**WORK TO COMPLETE:** Update the records from their first line through the line containing "(386, 1052)" by changing "right hand" to "left hand", and reproduce those lines with everything else unchanged.

++++++++

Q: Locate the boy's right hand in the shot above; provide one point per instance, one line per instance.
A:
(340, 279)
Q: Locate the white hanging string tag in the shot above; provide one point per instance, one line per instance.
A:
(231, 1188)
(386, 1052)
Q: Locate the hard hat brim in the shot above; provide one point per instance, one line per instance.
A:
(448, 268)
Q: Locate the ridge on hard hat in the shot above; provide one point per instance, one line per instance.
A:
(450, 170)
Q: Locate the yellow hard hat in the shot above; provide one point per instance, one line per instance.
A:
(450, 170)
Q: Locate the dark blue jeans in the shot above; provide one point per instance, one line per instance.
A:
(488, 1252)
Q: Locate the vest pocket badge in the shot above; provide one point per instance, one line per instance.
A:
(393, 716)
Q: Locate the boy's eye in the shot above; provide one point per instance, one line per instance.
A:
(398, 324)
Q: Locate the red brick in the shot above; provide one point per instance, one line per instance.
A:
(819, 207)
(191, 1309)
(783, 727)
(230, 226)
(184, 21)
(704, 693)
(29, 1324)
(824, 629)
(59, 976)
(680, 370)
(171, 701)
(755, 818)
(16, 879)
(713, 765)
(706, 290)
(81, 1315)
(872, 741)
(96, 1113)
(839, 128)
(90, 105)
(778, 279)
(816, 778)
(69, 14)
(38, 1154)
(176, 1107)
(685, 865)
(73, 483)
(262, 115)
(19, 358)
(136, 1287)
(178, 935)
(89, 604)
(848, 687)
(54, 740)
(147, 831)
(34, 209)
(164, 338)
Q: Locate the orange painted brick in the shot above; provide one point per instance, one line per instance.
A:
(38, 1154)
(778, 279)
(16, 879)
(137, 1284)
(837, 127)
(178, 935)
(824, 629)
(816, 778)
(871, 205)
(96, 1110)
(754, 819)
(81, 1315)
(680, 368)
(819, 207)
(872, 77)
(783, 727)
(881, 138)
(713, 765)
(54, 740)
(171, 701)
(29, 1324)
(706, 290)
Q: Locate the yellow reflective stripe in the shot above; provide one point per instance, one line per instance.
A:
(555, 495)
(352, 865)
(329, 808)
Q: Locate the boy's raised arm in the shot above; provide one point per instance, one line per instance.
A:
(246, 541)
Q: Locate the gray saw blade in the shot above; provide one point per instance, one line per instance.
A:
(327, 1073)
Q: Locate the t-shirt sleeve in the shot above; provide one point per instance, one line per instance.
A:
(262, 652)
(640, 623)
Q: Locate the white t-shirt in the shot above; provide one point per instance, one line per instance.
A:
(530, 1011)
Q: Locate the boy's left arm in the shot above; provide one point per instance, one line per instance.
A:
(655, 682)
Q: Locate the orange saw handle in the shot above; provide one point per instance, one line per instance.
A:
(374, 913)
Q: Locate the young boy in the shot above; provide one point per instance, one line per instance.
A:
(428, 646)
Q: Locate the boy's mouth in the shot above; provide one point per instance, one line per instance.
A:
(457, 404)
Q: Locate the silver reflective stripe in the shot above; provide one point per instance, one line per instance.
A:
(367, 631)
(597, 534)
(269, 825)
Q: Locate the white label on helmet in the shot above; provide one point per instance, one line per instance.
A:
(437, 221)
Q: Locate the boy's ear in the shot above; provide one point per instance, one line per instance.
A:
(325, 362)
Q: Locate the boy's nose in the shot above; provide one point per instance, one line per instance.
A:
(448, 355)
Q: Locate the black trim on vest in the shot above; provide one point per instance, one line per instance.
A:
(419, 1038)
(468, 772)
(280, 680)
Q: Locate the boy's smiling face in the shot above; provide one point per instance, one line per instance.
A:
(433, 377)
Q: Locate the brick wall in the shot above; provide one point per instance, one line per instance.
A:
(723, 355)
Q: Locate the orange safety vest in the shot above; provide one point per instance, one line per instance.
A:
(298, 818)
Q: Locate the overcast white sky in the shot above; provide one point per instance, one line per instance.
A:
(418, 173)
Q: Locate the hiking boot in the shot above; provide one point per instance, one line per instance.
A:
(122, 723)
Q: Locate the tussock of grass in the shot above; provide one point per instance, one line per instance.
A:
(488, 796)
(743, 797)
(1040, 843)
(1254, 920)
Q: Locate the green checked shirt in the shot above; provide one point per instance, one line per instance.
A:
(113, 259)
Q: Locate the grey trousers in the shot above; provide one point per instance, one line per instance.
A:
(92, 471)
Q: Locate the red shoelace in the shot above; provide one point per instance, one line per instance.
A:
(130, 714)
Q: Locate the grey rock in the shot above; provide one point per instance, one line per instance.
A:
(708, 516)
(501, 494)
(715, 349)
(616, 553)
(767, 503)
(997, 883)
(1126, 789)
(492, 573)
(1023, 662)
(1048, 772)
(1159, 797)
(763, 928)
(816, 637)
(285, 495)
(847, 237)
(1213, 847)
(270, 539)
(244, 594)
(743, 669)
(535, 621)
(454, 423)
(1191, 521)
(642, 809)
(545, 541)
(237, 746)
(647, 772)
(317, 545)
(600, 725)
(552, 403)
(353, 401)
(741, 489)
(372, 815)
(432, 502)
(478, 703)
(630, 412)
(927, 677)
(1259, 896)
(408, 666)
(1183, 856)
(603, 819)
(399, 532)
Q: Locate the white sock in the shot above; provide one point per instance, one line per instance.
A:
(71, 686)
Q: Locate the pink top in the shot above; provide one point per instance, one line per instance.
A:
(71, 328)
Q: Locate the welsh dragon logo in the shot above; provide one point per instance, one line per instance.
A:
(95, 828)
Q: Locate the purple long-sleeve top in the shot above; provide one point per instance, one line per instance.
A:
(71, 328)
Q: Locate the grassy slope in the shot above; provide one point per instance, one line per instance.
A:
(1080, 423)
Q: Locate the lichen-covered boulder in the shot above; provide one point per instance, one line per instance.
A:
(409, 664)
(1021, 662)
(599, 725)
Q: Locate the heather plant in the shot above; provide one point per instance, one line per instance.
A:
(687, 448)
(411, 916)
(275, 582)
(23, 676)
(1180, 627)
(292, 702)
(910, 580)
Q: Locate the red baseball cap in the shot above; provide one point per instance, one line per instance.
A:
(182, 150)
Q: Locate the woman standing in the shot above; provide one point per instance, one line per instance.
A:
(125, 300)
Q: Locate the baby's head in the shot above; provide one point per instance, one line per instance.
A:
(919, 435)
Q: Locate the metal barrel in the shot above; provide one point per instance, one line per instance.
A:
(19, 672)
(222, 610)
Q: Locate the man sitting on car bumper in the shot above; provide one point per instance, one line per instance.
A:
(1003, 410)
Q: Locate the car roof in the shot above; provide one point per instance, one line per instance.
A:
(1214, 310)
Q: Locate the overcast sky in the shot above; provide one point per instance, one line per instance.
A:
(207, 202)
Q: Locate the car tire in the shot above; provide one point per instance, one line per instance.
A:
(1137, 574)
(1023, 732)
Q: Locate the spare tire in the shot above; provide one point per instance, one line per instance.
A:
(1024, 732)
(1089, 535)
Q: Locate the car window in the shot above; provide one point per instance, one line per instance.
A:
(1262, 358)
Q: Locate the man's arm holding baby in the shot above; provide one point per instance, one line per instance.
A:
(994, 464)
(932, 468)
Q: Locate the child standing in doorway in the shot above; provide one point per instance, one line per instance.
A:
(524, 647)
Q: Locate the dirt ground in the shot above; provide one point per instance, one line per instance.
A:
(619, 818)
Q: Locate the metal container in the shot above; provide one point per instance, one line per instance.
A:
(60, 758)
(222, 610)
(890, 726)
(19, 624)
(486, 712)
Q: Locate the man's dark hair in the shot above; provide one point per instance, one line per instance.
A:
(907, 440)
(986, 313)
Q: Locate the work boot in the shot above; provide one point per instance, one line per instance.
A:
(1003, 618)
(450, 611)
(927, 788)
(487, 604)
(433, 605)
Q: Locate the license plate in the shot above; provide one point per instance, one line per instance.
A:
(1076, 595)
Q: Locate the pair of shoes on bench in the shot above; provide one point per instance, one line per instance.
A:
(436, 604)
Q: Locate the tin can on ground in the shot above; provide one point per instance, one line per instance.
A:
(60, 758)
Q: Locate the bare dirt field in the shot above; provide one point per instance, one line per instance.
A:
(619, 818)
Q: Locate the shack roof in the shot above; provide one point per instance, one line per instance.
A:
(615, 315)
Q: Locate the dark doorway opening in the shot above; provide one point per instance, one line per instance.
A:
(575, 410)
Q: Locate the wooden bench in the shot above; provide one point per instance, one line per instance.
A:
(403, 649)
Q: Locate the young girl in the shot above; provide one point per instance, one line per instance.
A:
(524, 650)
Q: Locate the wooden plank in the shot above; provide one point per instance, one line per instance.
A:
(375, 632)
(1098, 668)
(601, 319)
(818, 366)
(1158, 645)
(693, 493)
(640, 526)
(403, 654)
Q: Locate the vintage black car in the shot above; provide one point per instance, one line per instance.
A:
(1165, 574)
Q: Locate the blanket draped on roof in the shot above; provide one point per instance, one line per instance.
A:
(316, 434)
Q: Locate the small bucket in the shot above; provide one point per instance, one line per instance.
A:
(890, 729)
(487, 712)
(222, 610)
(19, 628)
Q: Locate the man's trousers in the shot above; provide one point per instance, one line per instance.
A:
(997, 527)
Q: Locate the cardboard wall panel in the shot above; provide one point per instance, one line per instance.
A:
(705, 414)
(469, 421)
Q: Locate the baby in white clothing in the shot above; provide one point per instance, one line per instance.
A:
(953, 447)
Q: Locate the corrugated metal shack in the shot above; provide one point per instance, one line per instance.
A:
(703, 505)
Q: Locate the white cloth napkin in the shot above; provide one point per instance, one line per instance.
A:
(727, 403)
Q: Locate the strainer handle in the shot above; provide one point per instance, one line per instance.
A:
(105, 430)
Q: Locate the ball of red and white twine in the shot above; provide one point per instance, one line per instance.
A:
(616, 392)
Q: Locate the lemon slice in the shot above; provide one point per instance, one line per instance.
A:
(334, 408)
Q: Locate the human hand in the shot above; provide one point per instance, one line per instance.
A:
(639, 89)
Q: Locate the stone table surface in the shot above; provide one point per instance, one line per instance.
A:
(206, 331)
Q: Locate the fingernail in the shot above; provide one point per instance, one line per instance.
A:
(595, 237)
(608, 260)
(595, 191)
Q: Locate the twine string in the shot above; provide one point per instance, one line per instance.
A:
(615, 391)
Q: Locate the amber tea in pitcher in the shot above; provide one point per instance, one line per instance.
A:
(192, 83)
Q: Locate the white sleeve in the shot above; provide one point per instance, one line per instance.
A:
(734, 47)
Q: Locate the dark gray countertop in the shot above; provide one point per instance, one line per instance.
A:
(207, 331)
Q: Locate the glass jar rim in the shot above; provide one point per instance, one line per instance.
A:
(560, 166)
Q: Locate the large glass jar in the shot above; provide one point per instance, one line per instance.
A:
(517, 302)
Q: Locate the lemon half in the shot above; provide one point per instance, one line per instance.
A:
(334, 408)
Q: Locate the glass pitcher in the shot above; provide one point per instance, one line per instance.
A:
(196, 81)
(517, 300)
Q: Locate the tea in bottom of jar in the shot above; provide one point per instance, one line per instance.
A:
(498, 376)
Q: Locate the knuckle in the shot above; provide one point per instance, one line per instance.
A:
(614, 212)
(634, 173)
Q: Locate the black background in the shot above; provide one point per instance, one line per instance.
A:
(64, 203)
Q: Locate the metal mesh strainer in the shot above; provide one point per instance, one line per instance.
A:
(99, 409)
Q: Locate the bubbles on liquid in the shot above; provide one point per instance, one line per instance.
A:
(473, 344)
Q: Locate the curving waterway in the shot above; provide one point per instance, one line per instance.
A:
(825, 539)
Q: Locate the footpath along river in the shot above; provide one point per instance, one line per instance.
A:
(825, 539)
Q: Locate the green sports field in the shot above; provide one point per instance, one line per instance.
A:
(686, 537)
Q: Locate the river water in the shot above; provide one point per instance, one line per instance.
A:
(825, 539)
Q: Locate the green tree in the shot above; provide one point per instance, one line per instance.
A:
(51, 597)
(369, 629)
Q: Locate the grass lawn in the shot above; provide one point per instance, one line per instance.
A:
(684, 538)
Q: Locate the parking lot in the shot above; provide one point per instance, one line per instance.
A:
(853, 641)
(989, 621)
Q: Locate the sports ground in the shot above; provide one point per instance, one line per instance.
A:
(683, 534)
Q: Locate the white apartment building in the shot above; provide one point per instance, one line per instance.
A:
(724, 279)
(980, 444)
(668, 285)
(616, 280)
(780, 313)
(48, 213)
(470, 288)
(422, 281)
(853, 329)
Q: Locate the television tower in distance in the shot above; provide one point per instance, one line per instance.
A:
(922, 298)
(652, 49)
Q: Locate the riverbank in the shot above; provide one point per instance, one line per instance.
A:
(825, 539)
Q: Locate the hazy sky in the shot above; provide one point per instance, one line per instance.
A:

++++++++

**RESULT OF THE TASK:**
Q: Locate the boy's left hand in the shot above; provide one point per instance, one line per instance.
A:
(340, 279)
Q: Locate the white hanging string tag in the shot above; provide one point per instance, one line per instance.
A:
(231, 1188)
(386, 1052)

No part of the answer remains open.